* What to produce:
Nothing but a number should be given: how many lines of the records include "black"?

* Excerpted data:
|---|

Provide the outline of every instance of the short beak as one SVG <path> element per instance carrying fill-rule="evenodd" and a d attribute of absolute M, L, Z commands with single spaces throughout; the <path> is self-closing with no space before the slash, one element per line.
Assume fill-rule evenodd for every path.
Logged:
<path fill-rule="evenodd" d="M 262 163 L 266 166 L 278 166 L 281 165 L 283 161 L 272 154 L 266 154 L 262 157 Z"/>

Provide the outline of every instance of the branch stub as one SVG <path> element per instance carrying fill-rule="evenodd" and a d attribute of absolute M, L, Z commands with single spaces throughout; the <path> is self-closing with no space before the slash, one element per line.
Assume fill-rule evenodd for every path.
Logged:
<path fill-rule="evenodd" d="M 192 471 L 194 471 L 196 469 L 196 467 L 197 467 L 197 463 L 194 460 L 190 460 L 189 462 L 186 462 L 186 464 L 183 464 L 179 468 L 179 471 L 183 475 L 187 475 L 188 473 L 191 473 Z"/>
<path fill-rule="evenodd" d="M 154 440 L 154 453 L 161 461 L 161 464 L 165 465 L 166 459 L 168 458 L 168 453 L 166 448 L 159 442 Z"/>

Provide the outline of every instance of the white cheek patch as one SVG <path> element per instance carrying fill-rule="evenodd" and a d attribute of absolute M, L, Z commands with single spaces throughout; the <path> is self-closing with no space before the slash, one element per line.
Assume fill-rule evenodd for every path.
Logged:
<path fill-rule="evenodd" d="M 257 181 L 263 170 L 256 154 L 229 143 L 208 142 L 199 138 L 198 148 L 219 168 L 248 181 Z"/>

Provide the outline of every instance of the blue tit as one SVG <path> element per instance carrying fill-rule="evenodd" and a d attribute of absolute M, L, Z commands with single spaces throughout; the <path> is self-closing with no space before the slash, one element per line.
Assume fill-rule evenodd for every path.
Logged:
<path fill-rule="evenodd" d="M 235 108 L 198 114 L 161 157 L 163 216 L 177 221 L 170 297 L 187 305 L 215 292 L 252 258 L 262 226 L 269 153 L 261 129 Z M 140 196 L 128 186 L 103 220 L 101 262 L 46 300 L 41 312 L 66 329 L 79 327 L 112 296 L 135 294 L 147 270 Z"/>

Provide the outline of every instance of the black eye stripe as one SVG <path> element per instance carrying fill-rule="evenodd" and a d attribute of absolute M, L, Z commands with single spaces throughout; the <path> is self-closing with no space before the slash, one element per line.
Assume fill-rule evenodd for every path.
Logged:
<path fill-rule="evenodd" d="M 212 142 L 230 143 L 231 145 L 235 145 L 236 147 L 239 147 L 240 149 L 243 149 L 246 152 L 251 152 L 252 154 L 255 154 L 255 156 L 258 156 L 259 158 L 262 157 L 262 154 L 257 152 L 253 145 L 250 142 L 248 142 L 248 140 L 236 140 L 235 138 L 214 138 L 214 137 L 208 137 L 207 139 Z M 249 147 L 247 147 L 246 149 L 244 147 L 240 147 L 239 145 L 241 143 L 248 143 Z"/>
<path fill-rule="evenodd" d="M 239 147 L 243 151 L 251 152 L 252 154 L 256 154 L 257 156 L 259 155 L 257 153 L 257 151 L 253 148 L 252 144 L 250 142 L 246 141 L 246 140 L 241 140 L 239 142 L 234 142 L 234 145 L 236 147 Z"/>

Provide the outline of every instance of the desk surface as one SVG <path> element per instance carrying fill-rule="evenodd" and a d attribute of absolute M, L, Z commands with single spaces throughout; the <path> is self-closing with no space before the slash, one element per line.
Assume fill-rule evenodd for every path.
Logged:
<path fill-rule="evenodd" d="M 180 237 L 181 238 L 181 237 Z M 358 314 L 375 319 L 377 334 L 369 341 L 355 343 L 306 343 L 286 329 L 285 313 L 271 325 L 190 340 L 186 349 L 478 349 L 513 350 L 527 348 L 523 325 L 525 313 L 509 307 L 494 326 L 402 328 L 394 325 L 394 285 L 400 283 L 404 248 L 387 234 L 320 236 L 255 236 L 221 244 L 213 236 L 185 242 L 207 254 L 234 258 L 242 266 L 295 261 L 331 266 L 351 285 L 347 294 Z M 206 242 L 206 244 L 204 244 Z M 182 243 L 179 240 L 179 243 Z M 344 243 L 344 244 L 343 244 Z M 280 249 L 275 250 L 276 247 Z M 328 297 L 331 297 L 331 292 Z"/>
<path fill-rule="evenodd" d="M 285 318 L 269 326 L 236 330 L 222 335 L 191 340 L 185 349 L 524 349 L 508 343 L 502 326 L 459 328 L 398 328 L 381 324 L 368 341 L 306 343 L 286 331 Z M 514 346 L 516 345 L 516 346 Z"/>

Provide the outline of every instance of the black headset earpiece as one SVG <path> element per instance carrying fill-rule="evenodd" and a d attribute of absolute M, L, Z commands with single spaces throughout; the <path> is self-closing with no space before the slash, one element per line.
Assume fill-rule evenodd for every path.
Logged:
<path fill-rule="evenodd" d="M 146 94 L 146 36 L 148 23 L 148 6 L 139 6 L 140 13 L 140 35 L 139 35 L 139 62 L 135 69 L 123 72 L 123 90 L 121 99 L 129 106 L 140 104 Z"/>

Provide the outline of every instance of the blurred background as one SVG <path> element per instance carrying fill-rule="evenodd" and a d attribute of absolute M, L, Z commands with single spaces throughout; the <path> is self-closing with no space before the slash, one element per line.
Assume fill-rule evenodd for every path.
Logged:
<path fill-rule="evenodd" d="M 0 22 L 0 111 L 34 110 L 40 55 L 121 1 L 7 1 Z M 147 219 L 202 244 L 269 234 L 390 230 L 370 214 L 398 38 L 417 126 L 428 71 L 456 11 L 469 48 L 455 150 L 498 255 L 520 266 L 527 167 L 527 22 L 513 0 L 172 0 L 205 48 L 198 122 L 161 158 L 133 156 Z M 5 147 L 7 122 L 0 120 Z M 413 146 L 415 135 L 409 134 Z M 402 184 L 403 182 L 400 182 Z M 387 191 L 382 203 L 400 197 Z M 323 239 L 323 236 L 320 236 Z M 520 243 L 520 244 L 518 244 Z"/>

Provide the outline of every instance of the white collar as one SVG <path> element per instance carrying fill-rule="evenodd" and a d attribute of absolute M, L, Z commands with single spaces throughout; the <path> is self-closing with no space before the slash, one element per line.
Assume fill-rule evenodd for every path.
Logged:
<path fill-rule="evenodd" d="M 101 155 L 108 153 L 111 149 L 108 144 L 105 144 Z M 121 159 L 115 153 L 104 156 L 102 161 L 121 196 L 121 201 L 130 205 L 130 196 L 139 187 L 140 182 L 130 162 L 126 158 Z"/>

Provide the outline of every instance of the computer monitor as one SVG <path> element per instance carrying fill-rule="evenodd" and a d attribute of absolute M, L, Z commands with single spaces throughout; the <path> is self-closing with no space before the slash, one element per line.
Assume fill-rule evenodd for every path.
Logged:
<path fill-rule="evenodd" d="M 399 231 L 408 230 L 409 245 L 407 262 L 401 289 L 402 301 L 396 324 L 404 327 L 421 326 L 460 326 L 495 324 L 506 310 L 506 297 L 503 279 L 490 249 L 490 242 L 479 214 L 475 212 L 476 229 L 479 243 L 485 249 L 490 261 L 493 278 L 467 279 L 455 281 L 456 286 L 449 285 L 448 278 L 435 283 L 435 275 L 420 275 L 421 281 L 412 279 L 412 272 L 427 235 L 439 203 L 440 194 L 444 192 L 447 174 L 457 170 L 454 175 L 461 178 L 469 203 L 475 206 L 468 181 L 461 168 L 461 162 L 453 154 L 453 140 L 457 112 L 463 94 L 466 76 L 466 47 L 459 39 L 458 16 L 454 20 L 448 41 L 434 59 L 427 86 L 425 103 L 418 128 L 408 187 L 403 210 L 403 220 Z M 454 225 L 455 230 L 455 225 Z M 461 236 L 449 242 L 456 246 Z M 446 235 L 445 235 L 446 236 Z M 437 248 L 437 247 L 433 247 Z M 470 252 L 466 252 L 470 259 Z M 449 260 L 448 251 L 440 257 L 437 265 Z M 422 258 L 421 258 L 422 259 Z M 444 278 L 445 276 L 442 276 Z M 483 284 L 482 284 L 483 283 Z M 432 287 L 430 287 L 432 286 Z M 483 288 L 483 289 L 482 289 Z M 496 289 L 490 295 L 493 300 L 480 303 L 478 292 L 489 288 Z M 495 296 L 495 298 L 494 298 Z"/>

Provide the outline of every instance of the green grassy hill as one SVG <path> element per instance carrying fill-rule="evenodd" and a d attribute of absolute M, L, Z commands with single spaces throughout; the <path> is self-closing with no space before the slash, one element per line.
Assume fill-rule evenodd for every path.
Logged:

|---|

* Solution to this task:
2